• What you will do:
Without the pictures, set down the records below word for word.

+++ Dataset excerpts +++

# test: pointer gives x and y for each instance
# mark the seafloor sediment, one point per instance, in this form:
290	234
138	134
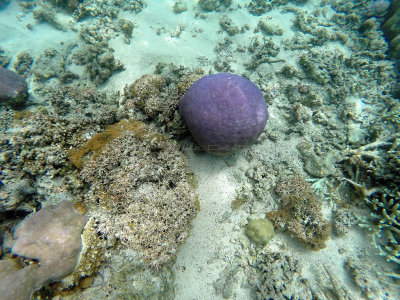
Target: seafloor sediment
100	128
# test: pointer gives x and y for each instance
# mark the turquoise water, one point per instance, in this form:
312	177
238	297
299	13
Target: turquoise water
105	193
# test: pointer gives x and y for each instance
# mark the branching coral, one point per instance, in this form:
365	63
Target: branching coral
374	170
386	230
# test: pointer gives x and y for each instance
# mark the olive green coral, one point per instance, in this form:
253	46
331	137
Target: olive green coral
142	188
260	231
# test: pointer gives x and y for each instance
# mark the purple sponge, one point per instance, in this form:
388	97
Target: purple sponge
224	112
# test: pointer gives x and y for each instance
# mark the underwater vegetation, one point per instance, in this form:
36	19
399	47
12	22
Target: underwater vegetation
224	112
121	157
300	213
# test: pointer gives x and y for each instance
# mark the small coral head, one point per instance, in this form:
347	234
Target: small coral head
224	112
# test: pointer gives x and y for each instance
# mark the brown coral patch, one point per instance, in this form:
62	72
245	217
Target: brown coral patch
98	141
300	213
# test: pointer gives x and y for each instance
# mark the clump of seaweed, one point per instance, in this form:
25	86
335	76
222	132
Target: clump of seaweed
142	186
300	213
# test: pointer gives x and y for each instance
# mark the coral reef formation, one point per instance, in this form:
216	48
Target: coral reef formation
50	240
210	5
260	231
391	28
300	213
146	198
279	277
224	112
13	88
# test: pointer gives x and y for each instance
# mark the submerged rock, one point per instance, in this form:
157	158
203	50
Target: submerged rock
224	112
13	88
50	240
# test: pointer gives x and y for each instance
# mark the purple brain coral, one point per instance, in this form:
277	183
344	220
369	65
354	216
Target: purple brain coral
224	112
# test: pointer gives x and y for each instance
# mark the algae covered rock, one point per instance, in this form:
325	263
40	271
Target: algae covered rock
141	189
50	240
13	88
260	231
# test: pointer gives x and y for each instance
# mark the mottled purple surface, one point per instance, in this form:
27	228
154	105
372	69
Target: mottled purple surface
224	112
13	88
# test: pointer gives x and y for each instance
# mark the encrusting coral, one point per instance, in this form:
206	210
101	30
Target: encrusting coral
143	187
300	213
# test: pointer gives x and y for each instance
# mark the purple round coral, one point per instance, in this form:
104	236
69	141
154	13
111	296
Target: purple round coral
224	112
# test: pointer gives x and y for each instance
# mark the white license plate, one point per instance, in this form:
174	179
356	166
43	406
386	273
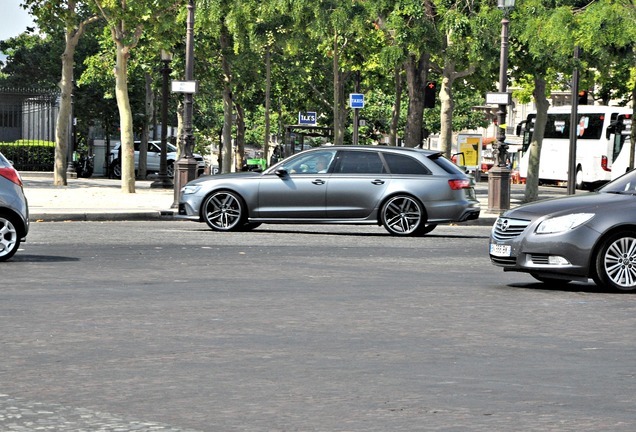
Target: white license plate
500	250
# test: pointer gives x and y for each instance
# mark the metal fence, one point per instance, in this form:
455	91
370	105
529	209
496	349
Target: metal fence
27	127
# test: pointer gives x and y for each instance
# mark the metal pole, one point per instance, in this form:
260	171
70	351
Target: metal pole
164	182
499	176
70	166
574	125
186	165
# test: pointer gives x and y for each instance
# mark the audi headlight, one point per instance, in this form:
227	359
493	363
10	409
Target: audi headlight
190	189
563	223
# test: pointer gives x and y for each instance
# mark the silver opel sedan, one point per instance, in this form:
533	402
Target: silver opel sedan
408	191
580	237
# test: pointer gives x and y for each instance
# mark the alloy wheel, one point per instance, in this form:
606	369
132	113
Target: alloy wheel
403	215
223	211
9	239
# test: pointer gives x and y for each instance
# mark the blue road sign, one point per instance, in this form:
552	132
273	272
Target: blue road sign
308	118
356	100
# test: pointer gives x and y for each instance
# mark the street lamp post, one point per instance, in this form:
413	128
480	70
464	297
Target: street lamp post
164	181
70	166
187	165
499	175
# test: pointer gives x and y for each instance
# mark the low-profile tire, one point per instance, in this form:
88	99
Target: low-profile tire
403	215
615	262
9	238
224	211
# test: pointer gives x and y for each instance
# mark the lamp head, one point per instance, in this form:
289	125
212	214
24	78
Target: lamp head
166	55
506	5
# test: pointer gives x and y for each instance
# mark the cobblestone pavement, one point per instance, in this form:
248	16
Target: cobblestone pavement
19	415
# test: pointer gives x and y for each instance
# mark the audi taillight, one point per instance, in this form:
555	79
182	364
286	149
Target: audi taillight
458	184
11	175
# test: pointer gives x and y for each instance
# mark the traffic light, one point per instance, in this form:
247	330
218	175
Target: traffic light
430	94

+++

• Full answer:
# test: pointer gives x and y for each instance
# mark the seafloor sediment, one point per instance, in this form:
290	234
138	134
Target: seafloor sediment
100	128
# test: pointer gives x and y for each instance
# mark the turquoise water, one point per instance, in this form:
312	177
238	297
299	13
Target: turquoise water
105	193
# test: pointer gives x and y for each instance
# mark the branching coral, one point per instance, in this form:
365	63
Target: branching coral
374	170
386	230
# test: pointer gives x and y for each instance
# mark the olive green coral, one point per instance, in this form:
253	46
331	137
Target: olive green coral
142	188
260	231
# test: pointer gives x and y for each instance
# mark the purple sponge, one point per instance, in this form:
388	97
Target: purple sponge
224	112
# test: pointer gives x and y for each instance
# mark the underwater vegetation, one point per instance, in this form:
36	19
399	47
12	22
Target: underwater vegetation
224	112
121	157
300	213
# test: pointer gives x and y for each instance
# mark the small coral head, one point per instance, in this form:
347	234
Target: small coral head
224	112
# test: pointer gives x and y for each instance
# mark the brown coral patch, one point per instance, in this form:
62	72
245	217
Target: brown coral patch
98	141
300	213
# test: pointer gives x and y for each instance
# mark the clump of seaweed, one point per instance, in this form:
25	86
335	76
222	132
Target: clump of seaweed
142	186
300	213
# test: pointer gives x and y for each instance
# mark the coral reef formation, one point per instance, in this form:
216	48
Target: coral reef formation
50	240
210	5
260	231
391	28
300	213
146	198
279	277
224	112
13	88
# test: pointer gives x and y for each instance
# mark the submerged rock, one point per instance, in this form:
157	158
203	50
Target: submerged rock
224	112
13	88
50	240
# test: pointer gives x and y for each instance
# mark the purple brain coral, one point per instance, in this form:
277	183
344	220
369	65
354	216
Target: purple brain coral
224	112
# test: pointer gives x and y for each instance
# mark the algae covered rock, one point per instance, in this form:
325	263
40	271
Target: algae covered rock
141	189
50	240
13	88
260	231
# test: pointer gives x and y for each instance
# mark the mottled purple surface, one point per instance, in this form:
27	228
154	105
372	69
Target: mottled purple surface
224	112
13	88
# test: pointer gives x and y for each instance
# mark the encrusting coral, one point per instance, in this form:
206	210
101	30
Target: encrusting coral
143	187
300	213
# test: pointer gives x and y for each instance
# mark the purple round coral, one point per instance, in this form:
104	236
69	141
154	13
111	296
Target: purple round coral
224	112
# test: pointer gives x and y for each instance
# mark the white license plate, one point per instance, in this form:
174	179
356	166
43	406
386	273
Target: white license plate
500	250
# test: pointer gives x and y for each instance
# mark the metal fence, one point per instance, in this form:
455	91
370	105
529	209
496	349
Target: metal fence
27	127
# test: pointer gives x and y for each instance
# mark the metal pole, one point per instance, in this form:
260	171
70	351
Target: metal pole
164	182
499	176
70	166
574	125
186	165
# test: pointer gives x and y for each instance
# mark the audi headlight, one point per instance, in this form:
227	359
493	363
10	409
Target: audi headlight
190	189
563	223
# test: pointer gives x and y for each instance
# mark the silver opel sedan, one point per instance, in this form:
533	402
Target: silver opel sedan
408	191
580	237
# test: pointer gives x and y for each instance
# mark the alloy wheel, one point per instance, in this form:
606	369
132	113
Target: alloy wheel
403	215
223	211
9	239
# test: pointer gives x and y for each instance
# mark the blue road sign, one point per instance, in this form:
552	132
273	272
Target: blue road sign
308	118
356	100
# test: pointer gives x and y for each instance
# mark the street lamp post, one point per instance, in this form:
413	128
480	70
464	297
Target: street lamp post
164	181
70	166
187	165
499	175
# test: pointer gives x and y for each instance
# mark the low-profile tire, one point per instance, in this form:
88	99
Target: low-profile tire
403	215
615	262
9	238
224	211
# test: pointer gives x and y for each instance
# mark the lamp head, one point per instance, in this form:
289	125
212	214
24	78
Target: lamp head
166	55
506	5
# test: pointer gives x and y for each instance
# mark the cobblestone pavement, one point per instance, in this form:
248	16
Target: cobblestone pavement
19	415
# test: pointer gives x and y for each instance
# mark the audi taillight, one point per instance, in this form:
555	79
182	364
286	149
Target: audi taillight
458	184
11	175
# test: pointer gives x and y for each instance
# mark the traffic light, one point per instance, in this form:
247	330
218	175
Target: traffic light
430	94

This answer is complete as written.